__Data to process__

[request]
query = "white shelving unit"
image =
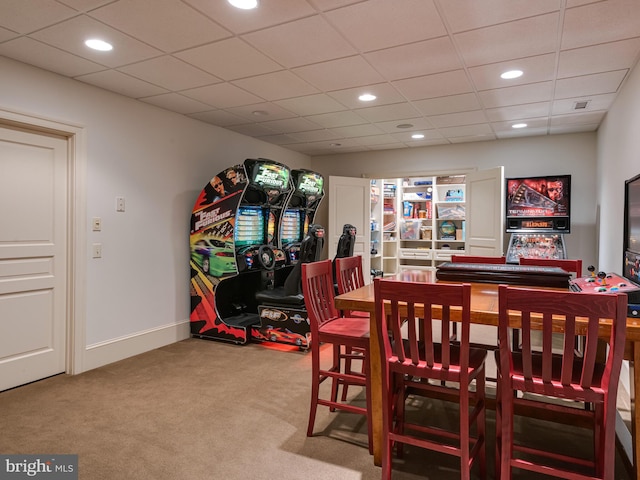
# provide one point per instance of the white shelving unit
(416, 223)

__Exercise aim__
Transcribe the material exactly, leaving every picture out.

__Completed exercise__
[request]
query = "white shelving unit"
image =
# provide one point per instance of the white shelving unit
(416, 223)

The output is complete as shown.